> [Task description] Read through the material below and find each line that has the word "mountain"; copy it.

=== Section Start ===

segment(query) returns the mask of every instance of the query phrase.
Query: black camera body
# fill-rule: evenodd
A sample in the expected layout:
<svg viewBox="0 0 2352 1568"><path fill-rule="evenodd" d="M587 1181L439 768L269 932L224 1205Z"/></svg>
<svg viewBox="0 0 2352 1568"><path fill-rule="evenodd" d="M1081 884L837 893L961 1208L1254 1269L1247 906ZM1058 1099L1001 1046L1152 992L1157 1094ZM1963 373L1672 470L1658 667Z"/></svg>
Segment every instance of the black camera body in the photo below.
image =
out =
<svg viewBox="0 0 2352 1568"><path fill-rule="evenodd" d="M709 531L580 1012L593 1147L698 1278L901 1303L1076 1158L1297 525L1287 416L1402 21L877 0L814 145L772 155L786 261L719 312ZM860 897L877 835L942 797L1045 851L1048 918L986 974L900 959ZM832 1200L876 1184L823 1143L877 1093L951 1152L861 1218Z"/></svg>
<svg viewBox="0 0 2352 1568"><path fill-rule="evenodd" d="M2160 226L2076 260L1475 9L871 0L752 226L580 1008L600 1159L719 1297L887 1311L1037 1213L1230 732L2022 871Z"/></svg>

=== Section End ===
=== Section Start ===

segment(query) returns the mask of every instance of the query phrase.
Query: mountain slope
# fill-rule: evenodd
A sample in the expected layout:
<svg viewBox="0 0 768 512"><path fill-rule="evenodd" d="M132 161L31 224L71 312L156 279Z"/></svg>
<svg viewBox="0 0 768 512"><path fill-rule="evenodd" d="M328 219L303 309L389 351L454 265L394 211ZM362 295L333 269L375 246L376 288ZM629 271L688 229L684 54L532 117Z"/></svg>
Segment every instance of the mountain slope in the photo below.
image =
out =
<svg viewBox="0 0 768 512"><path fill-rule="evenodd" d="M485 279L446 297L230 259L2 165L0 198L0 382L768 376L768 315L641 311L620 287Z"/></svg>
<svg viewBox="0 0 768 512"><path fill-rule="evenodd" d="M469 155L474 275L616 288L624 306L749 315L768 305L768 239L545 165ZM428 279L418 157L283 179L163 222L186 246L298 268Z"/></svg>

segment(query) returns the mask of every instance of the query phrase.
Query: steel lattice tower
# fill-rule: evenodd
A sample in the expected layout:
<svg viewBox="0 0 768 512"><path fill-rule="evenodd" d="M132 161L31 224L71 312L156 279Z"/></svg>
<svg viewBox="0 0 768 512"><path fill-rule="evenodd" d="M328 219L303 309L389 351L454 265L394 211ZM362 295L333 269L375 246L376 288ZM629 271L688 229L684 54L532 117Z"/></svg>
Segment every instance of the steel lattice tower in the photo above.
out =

=== Section End ===

> [Completed exercise]
Query: mountain slope
Segment every instance of the mountain slope in the photo below.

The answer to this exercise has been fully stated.